**About this exercise:**
Please quote the Dr. Strange movie review below in full, word for word.

**Excerpted passage:**
Dr. Strange Movie Review


I had reservations going into Dr. Strange. As a Marvel hero he always felt a little out of place to me.

That’s for more than one reason as well. Most Marvel heroes have some pseudo-scientific explanation for the origin of their power; Dr. Strange is pure magic. doesn’t quite fit with the rest of the world.

But the problems don’t stop there. Dr. Strange’s powers, with their magical origin, don’t have clear limits.

We know what Spiderman can do. He has the proportional strength of a spider, can walk on walls, sense danger, and use his webs.

Dr. Strange doesn’t have limits. He is as strong or as weak as the plot requires him to be. Additional strength comes from mystical items when he goes up against foes who are usually stronger than him, but still, his power is dictated by the plot more than by established constraints.

Every movie/story does this to a certain extent, but the Dr. Strange comics never hid it well enough for me to enjoy reading them.

The movie still suffers from this problem, so let’s get into it.

Benedict Cumberbatch plays Stephen Strange, an accomplished and narcissistic surgeon.

Strange gets in a car accident which ruins his hands, effectively ending his career as a surgeon.

Desperate to recover his old life, Strange journeys to a monastery in Asia after Western medicine fails him.

At the monastery he is trained to use magic by the Ancient One played by Tilda Swinton.

The Ancient One and the other monks defend the world against eldritch threats. Dormamu, one of these threats, has corrupted a previous disciple of the Ancient One’s. This disciple now seeks the end of the world (for a thinly justified reason, but at least the writers justified it).

Strange must stop them from unsealing Dormamu. He is an inexperienced novice though, so he defeats his opponents using, you guessed it, mystical items!

SPOILER WARNING: I’m gonna talk about the climactic fight with Dormamu.

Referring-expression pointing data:
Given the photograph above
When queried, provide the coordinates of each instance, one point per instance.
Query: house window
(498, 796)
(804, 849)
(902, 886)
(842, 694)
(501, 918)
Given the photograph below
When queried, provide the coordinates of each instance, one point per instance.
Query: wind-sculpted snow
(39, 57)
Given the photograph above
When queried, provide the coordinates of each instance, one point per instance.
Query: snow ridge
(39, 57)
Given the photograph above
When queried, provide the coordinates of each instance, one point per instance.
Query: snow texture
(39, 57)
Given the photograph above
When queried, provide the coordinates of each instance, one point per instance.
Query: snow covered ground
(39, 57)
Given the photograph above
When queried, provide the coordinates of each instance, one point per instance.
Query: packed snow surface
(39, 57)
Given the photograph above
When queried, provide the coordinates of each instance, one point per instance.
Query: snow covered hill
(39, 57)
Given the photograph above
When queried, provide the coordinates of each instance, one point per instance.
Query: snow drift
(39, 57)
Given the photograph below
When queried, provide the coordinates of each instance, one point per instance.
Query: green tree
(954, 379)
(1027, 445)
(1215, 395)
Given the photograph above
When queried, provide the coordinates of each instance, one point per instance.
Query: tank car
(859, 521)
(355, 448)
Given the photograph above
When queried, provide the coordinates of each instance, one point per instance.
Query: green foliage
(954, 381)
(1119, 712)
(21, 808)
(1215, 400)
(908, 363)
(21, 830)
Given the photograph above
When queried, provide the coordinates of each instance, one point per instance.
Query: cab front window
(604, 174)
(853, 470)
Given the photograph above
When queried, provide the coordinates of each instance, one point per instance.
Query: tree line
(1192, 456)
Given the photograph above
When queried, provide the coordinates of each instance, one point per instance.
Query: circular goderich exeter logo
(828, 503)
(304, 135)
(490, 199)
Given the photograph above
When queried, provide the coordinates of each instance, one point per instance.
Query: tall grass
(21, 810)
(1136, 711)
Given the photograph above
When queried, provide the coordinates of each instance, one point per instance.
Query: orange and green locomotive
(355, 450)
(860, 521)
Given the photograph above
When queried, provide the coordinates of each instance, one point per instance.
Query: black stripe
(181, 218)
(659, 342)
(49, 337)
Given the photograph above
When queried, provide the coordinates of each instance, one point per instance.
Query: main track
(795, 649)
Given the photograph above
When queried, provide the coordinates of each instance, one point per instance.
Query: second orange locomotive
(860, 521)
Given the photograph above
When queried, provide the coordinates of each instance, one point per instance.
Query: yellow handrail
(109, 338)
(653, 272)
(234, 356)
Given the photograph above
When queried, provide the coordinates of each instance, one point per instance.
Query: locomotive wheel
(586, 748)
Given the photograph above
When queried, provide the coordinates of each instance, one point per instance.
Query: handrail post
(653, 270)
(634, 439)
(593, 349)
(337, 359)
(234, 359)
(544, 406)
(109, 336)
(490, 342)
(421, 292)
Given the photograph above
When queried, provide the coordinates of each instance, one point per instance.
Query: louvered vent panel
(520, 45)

**Written response:**
Dr. Strange Movie Review


I had reservations going into Dr. Strange. As a Marvel hero he always felt a little out of place to me.

That’s for more than one reason as well. Most Marvel heroes have some pseudo-scientific explanation for the origin of their power; Dr. Strange is pure magic. doesn’t quite fit with the rest of the world.

But the problems don’t stop there. Dr. Strange’s powers, with their magical origin, don’t have clear limits.

We know what Spiderman can do. He has the proportional strength of a spider, can walk on walls, sense danger, and use his webs.

Dr. Strange doesn’t have limits. He is as strong or as weak as the plot requires him to be. Additional strength comes from mystical items when he goes up against foes who are usually stronger than him, but still, his power is dictated by the plot more than by established constraints.

Every movie/story does this to a certain extent, but the Dr. Strange comics never hid it well enough for me to enjoy reading them.

The movie still suffers from this problem, so let’s get into it.

Benedict Cumberbatch plays Stephen Strange, an accomplished and narcissistic surgeon.

Strange gets in a car accident which ruins his hands, effectively ending his career as a surgeon.

Desperate to recover his old life, Strange journeys to a monastery in Asia after Western medicine fails him.

At the monastery he is trained to use magic by the Ancient One played by Tilda Swinton.

The Ancient One and the other monks defend the world against eldritch threats. Dormamu, one of these threats, has corrupted a previous disciple of the Ancient One’s. This disciple now seeks the end of the world (for a thinly justified reason, but at least the writers justified it).

Strange must stop them from unsealing Dormamu. He is an inexperienced novice though, so he defeats his opponents using, you guessed it, mystical items!

SPOILER WARNING: I’m gonna talk about the climactic fight with Dormamu.